=== Supplied data ===

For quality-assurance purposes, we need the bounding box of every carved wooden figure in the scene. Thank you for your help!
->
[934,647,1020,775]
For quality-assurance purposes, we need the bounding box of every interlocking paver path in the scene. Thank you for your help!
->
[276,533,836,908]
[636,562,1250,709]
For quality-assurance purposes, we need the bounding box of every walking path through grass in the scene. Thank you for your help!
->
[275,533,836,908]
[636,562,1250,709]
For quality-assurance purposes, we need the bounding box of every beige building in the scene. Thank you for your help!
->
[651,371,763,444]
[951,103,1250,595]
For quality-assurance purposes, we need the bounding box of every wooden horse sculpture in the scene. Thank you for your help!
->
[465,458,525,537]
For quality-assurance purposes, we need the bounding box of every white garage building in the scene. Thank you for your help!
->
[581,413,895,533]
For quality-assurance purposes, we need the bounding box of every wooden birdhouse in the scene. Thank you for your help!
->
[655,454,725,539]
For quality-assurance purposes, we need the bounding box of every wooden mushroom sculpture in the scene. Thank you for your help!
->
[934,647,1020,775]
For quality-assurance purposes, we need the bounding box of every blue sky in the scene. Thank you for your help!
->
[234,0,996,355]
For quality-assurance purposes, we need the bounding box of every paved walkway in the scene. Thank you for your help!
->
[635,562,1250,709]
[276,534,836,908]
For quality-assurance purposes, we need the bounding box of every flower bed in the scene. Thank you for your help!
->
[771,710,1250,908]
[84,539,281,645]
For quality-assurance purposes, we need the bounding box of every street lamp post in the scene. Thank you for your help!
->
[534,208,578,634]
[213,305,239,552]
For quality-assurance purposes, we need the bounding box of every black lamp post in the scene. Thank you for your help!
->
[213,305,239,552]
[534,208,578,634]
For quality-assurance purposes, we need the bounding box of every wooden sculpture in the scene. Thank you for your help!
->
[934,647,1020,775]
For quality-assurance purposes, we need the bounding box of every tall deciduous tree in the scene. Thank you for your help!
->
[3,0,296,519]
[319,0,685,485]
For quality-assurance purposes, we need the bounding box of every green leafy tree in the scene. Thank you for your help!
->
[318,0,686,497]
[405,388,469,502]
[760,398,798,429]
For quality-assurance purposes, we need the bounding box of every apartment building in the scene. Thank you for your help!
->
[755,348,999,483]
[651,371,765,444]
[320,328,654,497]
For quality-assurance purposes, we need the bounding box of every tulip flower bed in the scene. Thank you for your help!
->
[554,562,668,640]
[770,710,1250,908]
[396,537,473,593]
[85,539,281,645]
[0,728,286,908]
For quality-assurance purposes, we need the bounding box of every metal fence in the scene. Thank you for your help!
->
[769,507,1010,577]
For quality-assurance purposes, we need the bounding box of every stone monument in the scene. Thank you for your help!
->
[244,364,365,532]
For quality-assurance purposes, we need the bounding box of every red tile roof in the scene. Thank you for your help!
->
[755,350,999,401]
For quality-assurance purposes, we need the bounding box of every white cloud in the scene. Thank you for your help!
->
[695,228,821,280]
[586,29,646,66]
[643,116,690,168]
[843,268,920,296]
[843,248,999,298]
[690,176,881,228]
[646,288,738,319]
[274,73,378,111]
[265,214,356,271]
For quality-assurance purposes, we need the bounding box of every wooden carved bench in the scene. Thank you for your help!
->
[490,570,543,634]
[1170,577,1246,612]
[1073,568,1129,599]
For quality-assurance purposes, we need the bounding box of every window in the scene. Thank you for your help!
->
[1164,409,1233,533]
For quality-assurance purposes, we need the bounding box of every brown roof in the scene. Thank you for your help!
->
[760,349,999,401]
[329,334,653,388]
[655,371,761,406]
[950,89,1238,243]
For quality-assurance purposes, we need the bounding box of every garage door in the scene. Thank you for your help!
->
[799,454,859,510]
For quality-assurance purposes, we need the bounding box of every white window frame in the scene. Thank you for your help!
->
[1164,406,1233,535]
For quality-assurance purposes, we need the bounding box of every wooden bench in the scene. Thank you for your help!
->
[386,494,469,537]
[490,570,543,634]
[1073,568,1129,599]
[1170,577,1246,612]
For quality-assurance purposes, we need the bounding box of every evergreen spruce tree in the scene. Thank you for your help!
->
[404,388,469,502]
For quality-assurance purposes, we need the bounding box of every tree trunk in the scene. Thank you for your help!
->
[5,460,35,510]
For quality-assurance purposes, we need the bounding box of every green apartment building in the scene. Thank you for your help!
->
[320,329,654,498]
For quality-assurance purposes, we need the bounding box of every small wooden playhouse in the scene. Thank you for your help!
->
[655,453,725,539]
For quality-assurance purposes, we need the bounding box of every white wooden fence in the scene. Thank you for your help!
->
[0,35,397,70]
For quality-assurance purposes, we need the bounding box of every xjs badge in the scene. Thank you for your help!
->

===

To be done
Rewrite the stretch from the start of the data above through the line containing "[234,0,996,355]", both ends included, reproducing every line with its wording unchanged. Scale each bounding box coordinate by 2.05 and round it to a whole number, with halves rounded up.

Output
For quality-assurance purposes, we need the bounding box of every carved wooden figure in the scene. Thank you for your help!
->
[1915,1326,2091,1589]
For quality-assurance purposes, we need the bounding box of every interlocking paver path in the scene. Thank you for your help!
->
[566,1093,1714,1861]
[1304,1152,2563,1453]
For quality-assurance purposes, we need the bounding box of every walking path through grass in the scene. Thank you for your help!
->
[564,1093,1714,1861]
[1304,1152,2563,1453]
For quality-assurance purposes, we need the bounding box of every beige building in the scene. Thank you for your help!
->
[1335,761,1564,910]
[1950,211,2563,1220]
For quality-assurance purposes, we need the bounding box of every wooden horse sculpture in the scene. Thank you for your help!
->
[953,939,1076,1101]
For quality-assurance purposes, we need the bounding box of every white garage building in the scene. Thank you for your help!
->
[1191,847,1835,1093]
For quality-assurance purposes, we need the bounding box of every wooden birdhouse in the scene. Thank you for your help!
->
[1343,931,1486,1105]
For quality-assurance purposes, we need the bounding box of every wooden mushroom sculpture in the scene. Thank you for your help!
->
[1915,1326,2091,1589]
For quality-assurance purposes, we need the bounding box of every blue sky in the scene. Thank you for your help!
->
[480,0,2042,728]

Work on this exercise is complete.